▶ **SOURCE TEXT**:
• • • • •
Harry contacted the ODT and said he had become homeless again last Friday, after being given temporary accommodation in Mosgiel only for the previous 11 nights, with no onward plan.
He felt he "was in a loop going round and round" and complained that agencies had not achieved a solution for him.
"I want people to stop mucking me about.
"I’m getting sick of it, straight up."
Harry had turned 18 earlier this year and left the care of a Dunedin residential disability service.
He had tried to kill himself in a lonely motel room and after more than a month in Wakari Hospital was discharged with no place to go.
The child statement of rights requires Oranga Tamariki to provide a caregiver until the age of 21, if wanted.
Oranga Tamariki declined to comment further on Harry’s case.
Harry said he was taken to the Mosgiel temporary accommodation by social care agency Te Kaika after a meeting that included his Oranga Tamariki social worker.
He said he had asked in the meeting not to be sent to a motel again, due to fear of illness and isolation.
After the 11-night stay in Mosgiel, Harry was returned to Dunedin homelessness last Friday.
Harry has since been in emergency accommodation only accessible at night.
He was invited to a meeting with Te Kaika and Oranga Tamariki this week, but it was unknown last night whether this meeting happened or has led to any progress in his case.
• • • • •
▶ **PROBLEM TO SOLVE**: Extend the news report on Harry's homelessness in Dunedin, picking up after its final sentence. The items that follow have no connection to the article on Harry's homelessness.

▶ **INFORMATION SUPPLIED**:
• • • • •
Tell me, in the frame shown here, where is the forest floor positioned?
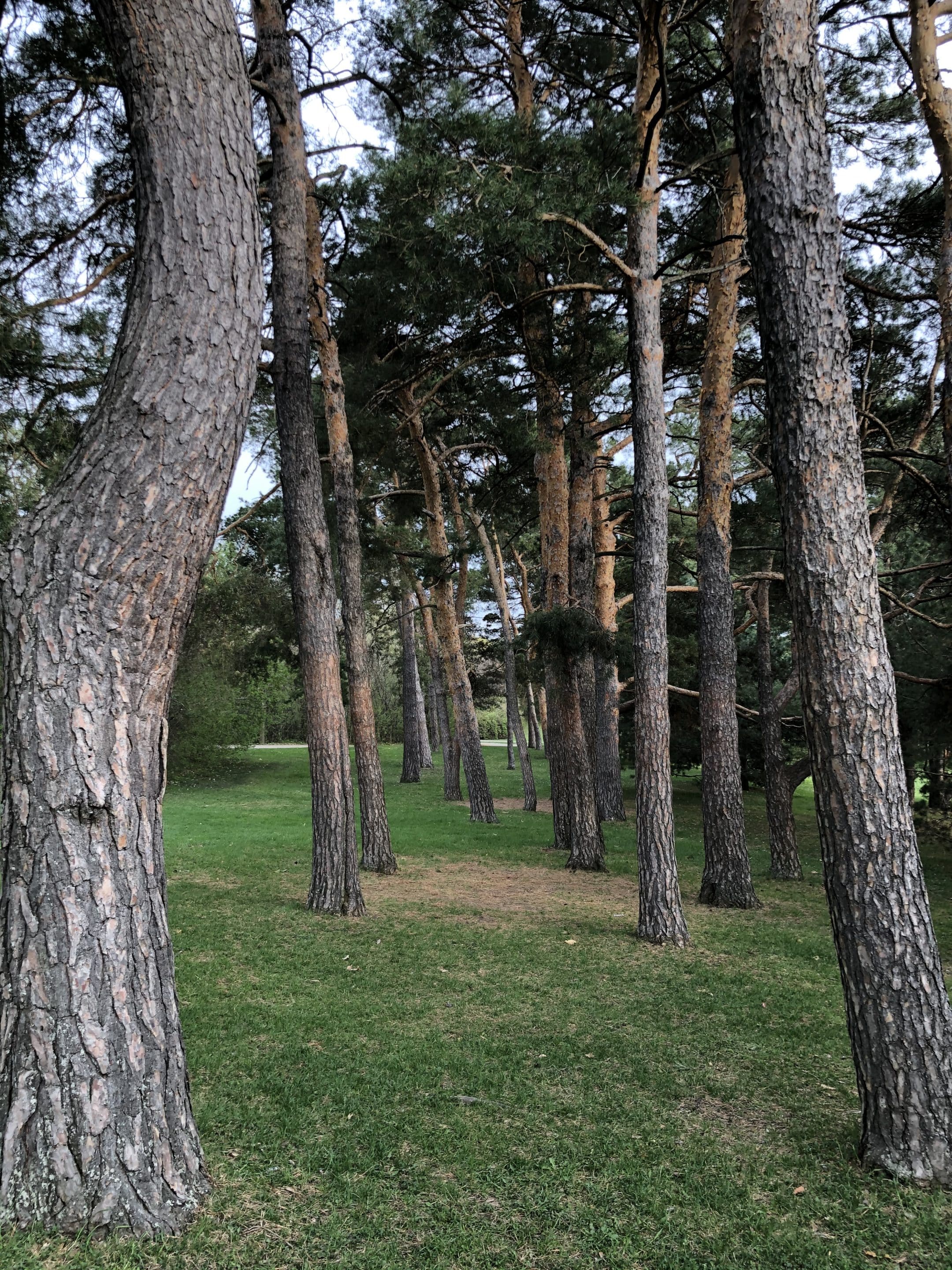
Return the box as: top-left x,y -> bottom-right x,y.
7,747 -> 952,1270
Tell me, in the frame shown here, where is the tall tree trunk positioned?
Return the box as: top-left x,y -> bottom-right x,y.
402,391 -> 496,824
0,0 -> 263,1236
400,592 -> 420,785
697,155 -> 758,908
538,683 -> 548,756
470,504 -> 537,811
909,0 -> 952,512
414,632 -> 433,768
734,0 -> 952,1184
567,301 -> 598,767
626,0 -> 688,945
754,579 -> 803,882
307,189 -> 397,874
525,678 -> 542,749
251,0 -> 364,915
510,541 -> 546,749
414,578 -> 463,803
521,276 -> 606,870
591,443 -> 625,820
505,0 -> 606,870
• • • • •
▶ **RESPONSE FOR THIS EXERCISE**:
When asked how he felt about being bounced back to homelessness, Harry said "not very well".
"I feel upset.
"After I spent so long in Wakari, I would have thought that Oranga Tamariki, given its expertise, would have sorted a solution, but no," he said.
He urgently wanted medical tests to determine any disability, somewhere decent to live that met his needs and support to help him receive more education.
He wanted to go to polytechnic.
Another teenager aged 19 — Katie (not real name) — was with Harry and has been sheltering at night in the same place as him.
She said she had no home to go to.
She had previously been in care, and said "my whole family needs help".
Dunedin MP Rachel Brooking said her office was talking to various agencies and she was "hopeful there will be progress and a resolution."
Dunedin city councillor Sophie Barker said Harry’s case could be "the tip of the iceberg".
She felt "so let down for him".
"With all the publicity about Harry’s case, you’d think that this vulnerable young person would have a positive outcome."
Cr Barker called for a joint solutions-focused approach between agencies rather than silos.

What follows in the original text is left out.